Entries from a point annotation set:
--- Begin ---

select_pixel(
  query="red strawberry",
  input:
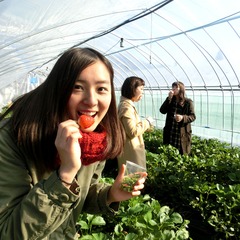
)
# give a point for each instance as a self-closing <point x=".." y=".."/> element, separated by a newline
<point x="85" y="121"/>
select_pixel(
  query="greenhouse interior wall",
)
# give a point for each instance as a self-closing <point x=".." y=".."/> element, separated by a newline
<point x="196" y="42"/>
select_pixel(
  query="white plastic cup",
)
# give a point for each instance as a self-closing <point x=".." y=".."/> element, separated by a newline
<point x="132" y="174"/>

--- End ---
--- Begin ---

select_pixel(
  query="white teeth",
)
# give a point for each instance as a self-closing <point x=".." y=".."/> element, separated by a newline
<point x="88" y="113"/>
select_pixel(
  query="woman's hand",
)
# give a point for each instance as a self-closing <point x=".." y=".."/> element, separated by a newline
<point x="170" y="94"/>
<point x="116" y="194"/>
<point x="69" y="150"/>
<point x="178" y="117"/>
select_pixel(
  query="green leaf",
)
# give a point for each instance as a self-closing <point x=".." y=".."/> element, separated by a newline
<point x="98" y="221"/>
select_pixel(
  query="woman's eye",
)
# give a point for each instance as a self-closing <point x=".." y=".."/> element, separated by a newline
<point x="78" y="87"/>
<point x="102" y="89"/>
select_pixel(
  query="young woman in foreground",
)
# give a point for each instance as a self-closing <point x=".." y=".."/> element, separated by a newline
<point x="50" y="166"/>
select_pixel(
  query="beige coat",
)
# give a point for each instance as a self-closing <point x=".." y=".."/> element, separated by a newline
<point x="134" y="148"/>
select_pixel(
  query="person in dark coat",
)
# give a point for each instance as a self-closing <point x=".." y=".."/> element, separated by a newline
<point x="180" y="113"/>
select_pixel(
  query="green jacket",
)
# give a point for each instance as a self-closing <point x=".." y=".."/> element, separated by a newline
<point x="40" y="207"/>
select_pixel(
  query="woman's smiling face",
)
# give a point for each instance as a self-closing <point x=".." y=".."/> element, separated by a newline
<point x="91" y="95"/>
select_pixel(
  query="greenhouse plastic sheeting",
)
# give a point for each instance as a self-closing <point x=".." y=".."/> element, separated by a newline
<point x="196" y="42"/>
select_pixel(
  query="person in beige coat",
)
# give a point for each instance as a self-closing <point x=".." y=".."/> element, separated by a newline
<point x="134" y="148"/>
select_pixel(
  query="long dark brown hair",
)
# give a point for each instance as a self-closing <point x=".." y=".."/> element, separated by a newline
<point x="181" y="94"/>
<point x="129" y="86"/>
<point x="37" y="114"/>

--- End ---

Aim of the exercise
Count the lines in the entries above that contain the word "dark". Reply with the number alone.

Full answer
2